Your task is to repeat the records exactly from the line containing "Target: carved arch niche" onward, through the final line.
_ _ _ _
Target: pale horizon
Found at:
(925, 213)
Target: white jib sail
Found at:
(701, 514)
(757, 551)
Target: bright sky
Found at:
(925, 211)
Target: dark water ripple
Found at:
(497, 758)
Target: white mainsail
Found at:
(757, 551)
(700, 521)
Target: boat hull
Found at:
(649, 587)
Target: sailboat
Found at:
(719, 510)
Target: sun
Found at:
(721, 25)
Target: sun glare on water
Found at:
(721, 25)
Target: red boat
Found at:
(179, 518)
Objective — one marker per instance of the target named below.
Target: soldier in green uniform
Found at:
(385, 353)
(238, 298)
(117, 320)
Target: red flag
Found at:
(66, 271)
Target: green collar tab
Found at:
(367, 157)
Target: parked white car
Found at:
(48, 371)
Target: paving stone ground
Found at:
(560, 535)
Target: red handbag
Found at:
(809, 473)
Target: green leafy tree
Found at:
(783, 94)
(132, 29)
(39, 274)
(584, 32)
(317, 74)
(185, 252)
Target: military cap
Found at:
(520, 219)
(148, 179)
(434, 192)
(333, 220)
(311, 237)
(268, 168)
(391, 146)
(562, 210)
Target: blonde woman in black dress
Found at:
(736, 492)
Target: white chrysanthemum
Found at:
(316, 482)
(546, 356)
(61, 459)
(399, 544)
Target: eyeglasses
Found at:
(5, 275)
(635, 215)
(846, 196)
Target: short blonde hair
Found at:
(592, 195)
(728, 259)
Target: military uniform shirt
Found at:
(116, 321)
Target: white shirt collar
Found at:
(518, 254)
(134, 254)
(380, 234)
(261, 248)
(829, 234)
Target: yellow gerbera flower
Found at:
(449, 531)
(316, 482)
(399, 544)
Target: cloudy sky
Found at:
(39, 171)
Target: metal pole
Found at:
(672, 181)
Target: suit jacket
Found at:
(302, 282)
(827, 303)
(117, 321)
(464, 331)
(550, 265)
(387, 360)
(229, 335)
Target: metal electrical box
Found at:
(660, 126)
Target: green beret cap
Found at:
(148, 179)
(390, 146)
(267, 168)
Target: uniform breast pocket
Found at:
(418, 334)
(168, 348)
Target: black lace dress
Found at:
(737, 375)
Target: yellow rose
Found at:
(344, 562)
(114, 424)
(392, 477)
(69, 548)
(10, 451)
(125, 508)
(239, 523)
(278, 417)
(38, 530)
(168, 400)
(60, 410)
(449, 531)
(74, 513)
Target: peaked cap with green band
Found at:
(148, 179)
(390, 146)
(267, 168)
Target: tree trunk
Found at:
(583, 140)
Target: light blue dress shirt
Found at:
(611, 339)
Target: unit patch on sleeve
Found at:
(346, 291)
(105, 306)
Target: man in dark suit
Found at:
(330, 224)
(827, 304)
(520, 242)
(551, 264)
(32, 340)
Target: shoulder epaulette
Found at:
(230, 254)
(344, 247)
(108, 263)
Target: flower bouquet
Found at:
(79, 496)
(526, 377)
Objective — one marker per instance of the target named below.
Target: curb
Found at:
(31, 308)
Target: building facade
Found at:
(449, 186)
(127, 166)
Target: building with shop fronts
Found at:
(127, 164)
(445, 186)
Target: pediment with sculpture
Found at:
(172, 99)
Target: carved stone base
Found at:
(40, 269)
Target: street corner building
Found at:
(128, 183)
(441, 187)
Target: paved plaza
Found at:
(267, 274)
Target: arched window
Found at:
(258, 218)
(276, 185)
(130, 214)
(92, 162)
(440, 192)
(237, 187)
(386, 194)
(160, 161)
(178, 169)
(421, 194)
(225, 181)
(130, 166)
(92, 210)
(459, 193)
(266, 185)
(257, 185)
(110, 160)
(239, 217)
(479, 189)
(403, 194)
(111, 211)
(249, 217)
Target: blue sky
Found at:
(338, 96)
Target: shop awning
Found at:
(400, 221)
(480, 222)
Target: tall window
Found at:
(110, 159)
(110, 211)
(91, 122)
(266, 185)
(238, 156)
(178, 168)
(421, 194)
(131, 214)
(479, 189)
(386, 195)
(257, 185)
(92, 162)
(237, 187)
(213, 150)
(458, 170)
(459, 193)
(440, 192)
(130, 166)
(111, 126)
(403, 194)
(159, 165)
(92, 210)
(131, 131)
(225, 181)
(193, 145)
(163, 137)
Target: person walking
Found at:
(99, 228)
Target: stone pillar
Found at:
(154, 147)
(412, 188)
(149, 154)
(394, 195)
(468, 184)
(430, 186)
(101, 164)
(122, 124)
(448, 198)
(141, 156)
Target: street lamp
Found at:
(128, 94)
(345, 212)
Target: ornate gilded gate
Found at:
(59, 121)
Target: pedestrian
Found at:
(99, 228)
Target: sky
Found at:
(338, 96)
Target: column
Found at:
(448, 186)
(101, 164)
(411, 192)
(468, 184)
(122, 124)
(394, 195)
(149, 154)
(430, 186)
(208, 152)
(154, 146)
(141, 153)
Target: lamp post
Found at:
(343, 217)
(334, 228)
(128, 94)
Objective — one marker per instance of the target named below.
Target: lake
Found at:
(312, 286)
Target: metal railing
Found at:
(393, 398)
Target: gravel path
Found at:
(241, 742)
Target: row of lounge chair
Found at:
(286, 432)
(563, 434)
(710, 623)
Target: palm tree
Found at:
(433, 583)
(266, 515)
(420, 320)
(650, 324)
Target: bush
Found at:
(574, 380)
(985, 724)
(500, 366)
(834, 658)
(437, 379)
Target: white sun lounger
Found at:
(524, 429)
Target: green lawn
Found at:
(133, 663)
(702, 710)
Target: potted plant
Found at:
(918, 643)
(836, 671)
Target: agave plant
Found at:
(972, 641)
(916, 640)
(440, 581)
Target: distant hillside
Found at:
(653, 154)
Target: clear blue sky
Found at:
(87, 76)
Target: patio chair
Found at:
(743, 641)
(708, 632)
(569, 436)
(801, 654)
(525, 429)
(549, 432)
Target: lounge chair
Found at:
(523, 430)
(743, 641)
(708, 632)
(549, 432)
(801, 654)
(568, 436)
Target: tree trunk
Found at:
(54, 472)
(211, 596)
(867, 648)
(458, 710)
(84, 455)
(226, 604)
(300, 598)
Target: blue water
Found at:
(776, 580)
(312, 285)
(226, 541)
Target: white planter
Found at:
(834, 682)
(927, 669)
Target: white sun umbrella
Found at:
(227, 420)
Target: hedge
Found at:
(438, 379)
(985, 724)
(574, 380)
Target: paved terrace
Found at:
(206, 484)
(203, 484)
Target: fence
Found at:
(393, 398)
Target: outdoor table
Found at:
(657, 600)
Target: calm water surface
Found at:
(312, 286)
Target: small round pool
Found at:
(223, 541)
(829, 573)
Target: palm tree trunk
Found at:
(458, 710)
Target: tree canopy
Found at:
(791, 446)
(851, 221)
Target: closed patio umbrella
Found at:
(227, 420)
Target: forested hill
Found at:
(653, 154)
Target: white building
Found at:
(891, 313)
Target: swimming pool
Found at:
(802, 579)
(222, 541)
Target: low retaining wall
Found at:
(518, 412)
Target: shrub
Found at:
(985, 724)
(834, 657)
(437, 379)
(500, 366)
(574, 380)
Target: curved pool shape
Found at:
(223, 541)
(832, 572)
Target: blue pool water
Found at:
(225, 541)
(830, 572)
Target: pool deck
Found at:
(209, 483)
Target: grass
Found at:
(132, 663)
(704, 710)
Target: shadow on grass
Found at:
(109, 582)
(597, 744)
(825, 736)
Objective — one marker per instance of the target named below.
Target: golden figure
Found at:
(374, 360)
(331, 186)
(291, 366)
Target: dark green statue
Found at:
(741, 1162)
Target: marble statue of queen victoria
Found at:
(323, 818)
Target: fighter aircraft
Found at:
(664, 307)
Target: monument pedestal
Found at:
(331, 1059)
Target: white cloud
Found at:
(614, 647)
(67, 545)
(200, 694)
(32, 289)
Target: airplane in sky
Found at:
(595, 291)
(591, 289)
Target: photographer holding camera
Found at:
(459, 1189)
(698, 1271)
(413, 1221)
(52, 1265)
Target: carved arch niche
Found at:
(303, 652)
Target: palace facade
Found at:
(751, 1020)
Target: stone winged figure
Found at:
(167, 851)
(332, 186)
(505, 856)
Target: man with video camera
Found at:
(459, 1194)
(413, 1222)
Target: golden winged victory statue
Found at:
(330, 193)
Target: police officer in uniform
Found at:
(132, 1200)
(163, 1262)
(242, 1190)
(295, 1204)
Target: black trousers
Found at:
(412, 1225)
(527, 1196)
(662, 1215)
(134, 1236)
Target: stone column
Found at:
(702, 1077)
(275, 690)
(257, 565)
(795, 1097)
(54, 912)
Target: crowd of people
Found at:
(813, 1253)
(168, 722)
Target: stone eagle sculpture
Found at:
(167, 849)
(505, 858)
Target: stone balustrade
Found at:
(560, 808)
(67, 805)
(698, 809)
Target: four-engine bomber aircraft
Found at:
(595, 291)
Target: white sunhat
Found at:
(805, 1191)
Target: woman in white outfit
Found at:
_ _ _ _
◆ Written answer
Target: carved arch niche
Found at:
(303, 652)
Target: palace facade
Found at:
(751, 1020)
Target: stone winged figure
Found at:
(167, 851)
(332, 186)
(505, 856)
Target: man with video camera
Found at:
(459, 1194)
(413, 1222)
Target: golden winged victory statue
Found at:
(330, 193)
Target: police officer in uniform
Found at:
(132, 1200)
(163, 1262)
(242, 1190)
(295, 1204)
Target: black trousers
Found at:
(412, 1225)
(527, 1196)
(662, 1215)
(134, 1236)
Target: stone column
Found at:
(702, 1077)
(275, 690)
(257, 565)
(795, 1097)
(54, 912)
Target: crowd of people
Found at:
(813, 1253)
(168, 722)
Target: stone eagle sculpture
Found at:
(167, 849)
(505, 858)
Target: stone balustrade
Found at:
(560, 808)
(67, 805)
(698, 809)
Target: four-engine bomber aircraft
Found at:
(595, 291)
Target: white sunhat
Found at:
(805, 1191)
Target: woman in white outfit
Found at:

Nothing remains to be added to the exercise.